## TASK OBJECTIVE
Rewrite the data below, substituting "clear sky" for every instance of "yellow sky" and keeping everything else unchanged.

(Stored items)
§

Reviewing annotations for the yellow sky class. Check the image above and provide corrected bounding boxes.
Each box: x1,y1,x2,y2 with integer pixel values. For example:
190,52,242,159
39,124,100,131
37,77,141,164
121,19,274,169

§

## RESPONSE BELOW
Reviewing annotations for the clear sky class. Check the image above and provide corrected bounding boxes.
Each box: x1,y1,x2,y2 with integer pixel values. For example:
190,52,242,159
39,124,100,131
37,77,141,164
121,19,274,169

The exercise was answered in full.